Top of Information provided
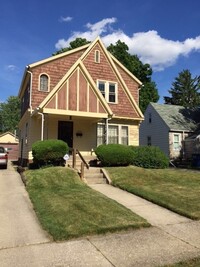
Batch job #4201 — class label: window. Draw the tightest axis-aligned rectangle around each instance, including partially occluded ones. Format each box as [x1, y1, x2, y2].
[173, 134, 180, 150]
[147, 136, 151, 146]
[109, 83, 116, 103]
[95, 50, 100, 63]
[148, 113, 152, 123]
[108, 125, 118, 144]
[97, 80, 117, 103]
[98, 82, 105, 98]
[97, 124, 105, 146]
[39, 74, 49, 92]
[121, 126, 128, 145]
[97, 124, 128, 145]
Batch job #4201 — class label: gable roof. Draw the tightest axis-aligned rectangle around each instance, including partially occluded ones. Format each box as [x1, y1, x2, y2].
[33, 36, 143, 119]
[39, 59, 113, 117]
[150, 102, 199, 132]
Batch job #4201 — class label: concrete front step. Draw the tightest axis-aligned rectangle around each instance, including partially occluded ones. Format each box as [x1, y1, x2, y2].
[66, 155, 97, 169]
[84, 167, 107, 184]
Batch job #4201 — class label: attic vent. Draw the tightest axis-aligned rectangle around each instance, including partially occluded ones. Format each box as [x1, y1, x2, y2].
[95, 50, 100, 63]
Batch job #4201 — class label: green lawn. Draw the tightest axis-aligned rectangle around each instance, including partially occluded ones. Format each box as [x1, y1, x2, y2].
[25, 167, 149, 240]
[106, 166, 200, 219]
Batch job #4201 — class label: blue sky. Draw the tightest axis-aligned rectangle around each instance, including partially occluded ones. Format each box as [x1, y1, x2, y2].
[1, 0, 200, 103]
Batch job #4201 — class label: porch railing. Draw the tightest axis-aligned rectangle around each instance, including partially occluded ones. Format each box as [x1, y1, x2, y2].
[71, 148, 89, 179]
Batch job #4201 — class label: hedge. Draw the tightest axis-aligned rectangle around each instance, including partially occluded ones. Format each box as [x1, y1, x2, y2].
[130, 145, 169, 169]
[95, 144, 134, 167]
[32, 139, 69, 167]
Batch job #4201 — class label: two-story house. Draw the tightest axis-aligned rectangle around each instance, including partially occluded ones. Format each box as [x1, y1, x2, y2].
[18, 37, 143, 166]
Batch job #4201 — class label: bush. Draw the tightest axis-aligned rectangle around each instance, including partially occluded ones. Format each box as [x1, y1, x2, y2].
[32, 139, 69, 167]
[130, 146, 169, 169]
[95, 144, 134, 167]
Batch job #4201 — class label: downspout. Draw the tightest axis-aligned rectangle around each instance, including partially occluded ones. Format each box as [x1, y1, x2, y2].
[105, 116, 112, 144]
[26, 67, 33, 114]
[182, 131, 185, 159]
[37, 109, 44, 141]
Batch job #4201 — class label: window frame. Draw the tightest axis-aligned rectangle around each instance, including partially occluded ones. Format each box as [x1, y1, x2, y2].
[173, 133, 181, 150]
[147, 135, 151, 146]
[97, 80, 118, 104]
[94, 50, 100, 63]
[39, 73, 50, 92]
[97, 123, 129, 146]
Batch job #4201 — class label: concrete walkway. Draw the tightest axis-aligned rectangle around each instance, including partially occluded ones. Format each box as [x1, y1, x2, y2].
[0, 162, 200, 266]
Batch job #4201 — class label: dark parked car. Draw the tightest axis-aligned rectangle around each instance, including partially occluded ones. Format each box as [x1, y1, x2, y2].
[0, 146, 8, 169]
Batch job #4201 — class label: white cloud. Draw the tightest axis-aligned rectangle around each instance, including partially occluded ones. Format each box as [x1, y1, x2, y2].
[55, 17, 117, 49]
[5, 65, 17, 71]
[55, 18, 200, 71]
[59, 16, 73, 23]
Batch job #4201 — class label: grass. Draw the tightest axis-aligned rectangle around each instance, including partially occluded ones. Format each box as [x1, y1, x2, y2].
[164, 257, 200, 266]
[106, 166, 200, 220]
[25, 166, 149, 240]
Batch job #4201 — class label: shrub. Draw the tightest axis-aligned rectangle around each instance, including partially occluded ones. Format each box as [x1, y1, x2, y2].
[95, 144, 134, 167]
[130, 146, 169, 169]
[32, 139, 69, 167]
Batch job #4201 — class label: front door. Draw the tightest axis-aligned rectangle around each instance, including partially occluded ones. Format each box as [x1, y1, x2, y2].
[58, 121, 73, 149]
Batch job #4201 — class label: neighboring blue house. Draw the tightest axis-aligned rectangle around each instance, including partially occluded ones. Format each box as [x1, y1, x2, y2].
[139, 102, 199, 159]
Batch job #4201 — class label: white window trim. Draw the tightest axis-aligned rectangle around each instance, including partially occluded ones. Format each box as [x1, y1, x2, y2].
[173, 133, 181, 150]
[39, 73, 50, 92]
[97, 80, 118, 104]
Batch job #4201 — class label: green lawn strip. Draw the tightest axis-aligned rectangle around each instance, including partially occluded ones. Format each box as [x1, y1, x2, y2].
[25, 167, 149, 241]
[106, 166, 200, 220]
[163, 257, 200, 267]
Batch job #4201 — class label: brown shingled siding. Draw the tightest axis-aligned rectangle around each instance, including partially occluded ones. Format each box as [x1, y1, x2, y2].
[31, 50, 84, 109]
[83, 44, 139, 118]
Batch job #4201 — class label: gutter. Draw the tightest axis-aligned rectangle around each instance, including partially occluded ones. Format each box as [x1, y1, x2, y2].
[37, 110, 44, 141]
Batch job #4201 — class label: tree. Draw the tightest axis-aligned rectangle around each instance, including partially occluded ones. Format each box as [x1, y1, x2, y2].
[53, 38, 91, 55]
[164, 69, 200, 108]
[54, 38, 159, 112]
[107, 40, 159, 112]
[0, 96, 20, 133]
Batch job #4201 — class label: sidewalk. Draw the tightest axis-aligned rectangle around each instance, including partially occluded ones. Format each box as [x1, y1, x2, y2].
[0, 162, 200, 266]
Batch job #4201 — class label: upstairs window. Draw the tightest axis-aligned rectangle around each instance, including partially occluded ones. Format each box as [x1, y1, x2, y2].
[148, 113, 152, 123]
[39, 74, 49, 92]
[97, 80, 117, 103]
[98, 82, 106, 98]
[95, 50, 100, 63]
[109, 83, 116, 103]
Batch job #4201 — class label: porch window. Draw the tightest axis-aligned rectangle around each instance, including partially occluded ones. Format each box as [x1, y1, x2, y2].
[121, 126, 128, 145]
[173, 134, 180, 150]
[97, 124, 129, 146]
[97, 80, 117, 103]
[108, 125, 118, 144]
[40, 74, 49, 92]
[97, 124, 105, 146]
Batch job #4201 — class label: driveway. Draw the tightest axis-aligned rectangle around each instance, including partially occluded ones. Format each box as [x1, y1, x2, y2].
[0, 161, 50, 249]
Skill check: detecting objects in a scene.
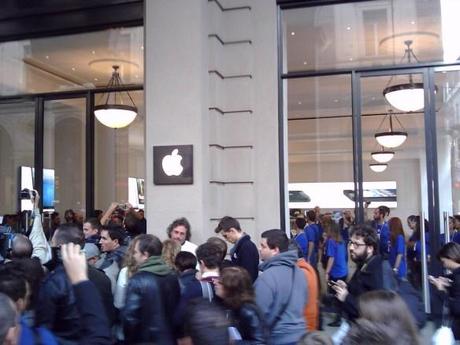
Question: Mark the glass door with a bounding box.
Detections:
[434,67,460,244]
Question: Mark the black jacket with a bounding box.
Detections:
[446,267,460,339]
[231,303,269,345]
[36,265,115,342]
[231,234,259,282]
[122,271,180,345]
[341,255,384,320]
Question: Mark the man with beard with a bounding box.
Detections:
[330,224,384,321]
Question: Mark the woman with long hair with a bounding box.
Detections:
[343,290,421,345]
[429,242,460,340]
[325,222,348,326]
[407,216,430,289]
[162,239,181,271]
[215,266,268,344]
[388,217,407,279]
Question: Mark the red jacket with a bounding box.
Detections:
[297,258,319,330]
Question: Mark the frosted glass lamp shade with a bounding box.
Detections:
[94,104,137,129]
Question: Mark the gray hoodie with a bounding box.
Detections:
[254,250,307,345]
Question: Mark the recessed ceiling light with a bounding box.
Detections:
[303,61,308,65]
[333,99,339,103]
[349,57,353,61]
[291,31,295,36]
[45,55,49,59]
[71,67,76,71]
[141,46,144,50]
[410,21,416,25]
[94,78,98,81]
[135,75,139,78]
[346,26,352,31]
[92,50,96,54]
[298,101,302,105]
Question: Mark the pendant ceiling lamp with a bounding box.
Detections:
[94,65,137,129]
[383,40,424,112]
[371,146,395,163]
[369,163,388,173]
[374,110,408,148]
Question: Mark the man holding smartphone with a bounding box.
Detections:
[330,224,384,321]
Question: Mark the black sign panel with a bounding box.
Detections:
[153,145,193,185]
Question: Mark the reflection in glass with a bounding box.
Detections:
[43,98,86,215]
[0,102,35,214]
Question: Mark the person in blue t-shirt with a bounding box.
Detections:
[305,210,320,267]
[452,215,460,244]
[293,217,308,258]
[388,217,407,279]
[407,216,430,290]
[372,206,390,257]
[325,222,348,327]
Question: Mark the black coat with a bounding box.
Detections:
[122,271,180,345]
[446,267,460,339]
[341,255,384,320]
[231,303,269,345]
[231,234,260,282]
[36,265,115,342]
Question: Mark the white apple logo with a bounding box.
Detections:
[162,149,184,176]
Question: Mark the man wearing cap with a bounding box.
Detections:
[215,216,259,282]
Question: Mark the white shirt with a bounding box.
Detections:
[181,240,198,255]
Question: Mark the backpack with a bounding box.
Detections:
[381,260,427,329]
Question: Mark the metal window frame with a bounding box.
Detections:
[0,84,143,216]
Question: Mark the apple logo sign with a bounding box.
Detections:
[162,149,184,176]
[153,145,193,185]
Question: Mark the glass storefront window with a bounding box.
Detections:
[95,90,144,211]
[43,98,86,215]
[282,0,460,73]
[0,27,143,96]
[0,101,35,215]
[287,75,354,218]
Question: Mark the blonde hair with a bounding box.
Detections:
[162,239,181,270]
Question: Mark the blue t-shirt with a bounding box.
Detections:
[389,234,407,278]
[452,231,460,245]
[19,319,58,345]
[326,238,348,279]
[294,232,308,258]
[413,232,430,261]
[377,222,390,256]
[305,224,319,266]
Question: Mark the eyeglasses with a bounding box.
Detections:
[348,240,367,248]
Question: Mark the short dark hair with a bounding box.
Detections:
[84,218,101,231]
[206,237,227,261]
[167,217,191,241]
[437,242,460,263]
[124,213,141,236]
[101,225,126,245]
[306,210,316,222]
[134,234,162,257]
[214,216,241,233]
[11,234,33,259]
[350,224,378,253]
[377,206,390,217]
[54,223,85,246]
[185,299,229,345]
[196,242,222,269]
[295,217,306,230]
[0,266,26,302]
[0,293,16,343]
[175,251,198,272]
[261,229,289,252]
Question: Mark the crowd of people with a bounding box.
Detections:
[1,191,460,345]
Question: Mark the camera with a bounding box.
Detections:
[20,188,36,200]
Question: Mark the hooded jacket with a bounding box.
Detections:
[254,250,307,345]
[122,256,180,345]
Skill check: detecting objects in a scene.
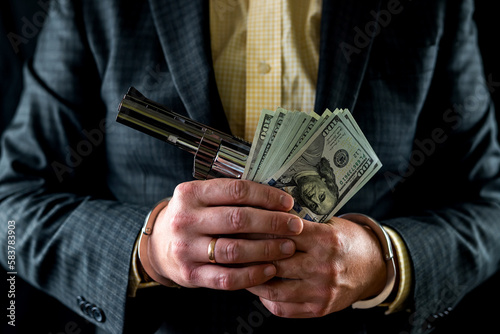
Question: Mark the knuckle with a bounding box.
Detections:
[169,211,195,232]
[228,207,247,232]
[265,187,274,206]
[263,242,272,259]
[215,272,233,290]
[169,214,183,232]
[181,265,198,285]
[174,181,202,203]
[309,303,328,317]
[324,227,345,253]
[325,286,337,305]
[227,180,249,202]
[170,240,189,259]
[246,270,258,287]
[331,233,345,251]
[224,240,241,262]
[328,261,344,284]
[268,302,285,317]
[265,286,280,301]
[269,214,280,234]
[173,182,193,198]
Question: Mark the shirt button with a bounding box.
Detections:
[258,62,271,74]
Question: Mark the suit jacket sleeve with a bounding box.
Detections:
[375,1,500,332]
[0,2,151,333]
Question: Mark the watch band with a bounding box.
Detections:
[340,213,397,309]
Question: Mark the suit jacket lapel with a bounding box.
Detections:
[148,0,381,131]
[315,0,382,113]
[147,0,231,133]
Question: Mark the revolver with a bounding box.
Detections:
[116,87,250,179]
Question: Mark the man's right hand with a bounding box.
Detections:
[145,179,304,290]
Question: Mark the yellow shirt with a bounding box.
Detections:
[130,0,412,315]
[209,0,411,313]
[210,0,321,141]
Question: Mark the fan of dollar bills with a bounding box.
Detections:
[243,108,381,223]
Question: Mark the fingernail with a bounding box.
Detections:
[280,194,293,209]
[280,240,295,255]
[287,217,303,234]
[264,265,276,277]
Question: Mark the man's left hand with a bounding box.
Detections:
[247,216,387,318]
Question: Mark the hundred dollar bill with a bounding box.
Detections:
[242,109,275,179]
[247,108,287,181]
[265,112,381,223]
[334,109,381,193]
[265,111,321,175]
[254,110,311,182]
[281,109,331,165]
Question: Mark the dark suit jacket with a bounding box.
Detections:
[1,1,499,333]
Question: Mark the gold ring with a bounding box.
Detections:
[208,237,218,264]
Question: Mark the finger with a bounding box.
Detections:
[209,237,296,264]
[281,218,322,251]
[278,218,341,251]
[273,252,315,279]
[176,179,294,211]
[247,278,309,303]
[190,263,277,290]
[259,298,320,318]
[238,219,318,249]
[198,206,303,236]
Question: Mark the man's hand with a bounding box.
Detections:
[247,217,387,317]
[145,179,304,290]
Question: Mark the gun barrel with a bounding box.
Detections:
[116,87,250,179]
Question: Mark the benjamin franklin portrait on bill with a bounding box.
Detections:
[273,135,339,215]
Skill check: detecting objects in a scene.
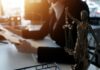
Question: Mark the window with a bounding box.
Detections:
[85,0,100,17]
[29,0,41,3]
[1,0,24,17]
[1,0,42,17]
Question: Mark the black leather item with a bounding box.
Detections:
[38,47,75,64]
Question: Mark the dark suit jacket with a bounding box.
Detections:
[23,1,89,64]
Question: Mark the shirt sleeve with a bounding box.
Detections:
[22,22,49,40]
[22,12,53,40]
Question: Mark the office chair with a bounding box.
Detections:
[88,24,100,68]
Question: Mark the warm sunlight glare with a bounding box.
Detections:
[2,0,24,17]
[29,0,41,3]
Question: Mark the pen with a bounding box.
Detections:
[15,63,59,70]
[0,41,8,44]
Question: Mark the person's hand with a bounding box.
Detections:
[15,40,37,54]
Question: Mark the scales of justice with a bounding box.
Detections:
[63,7,100,70]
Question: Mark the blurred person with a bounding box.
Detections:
[16,0,89,64]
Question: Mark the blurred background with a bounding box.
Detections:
[0,0,100,25]
[0,0,49,24]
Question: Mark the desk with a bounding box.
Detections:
[0,24,99,70]
[0,43,73,70]
[0,25,72,70]
[0,43,37,70]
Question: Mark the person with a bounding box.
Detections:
[15,0,89,64]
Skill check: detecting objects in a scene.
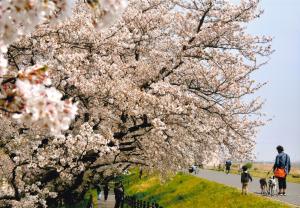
Bottom of Information provided
Using the records above, count every line that includes the word "apple", and state the number only.

2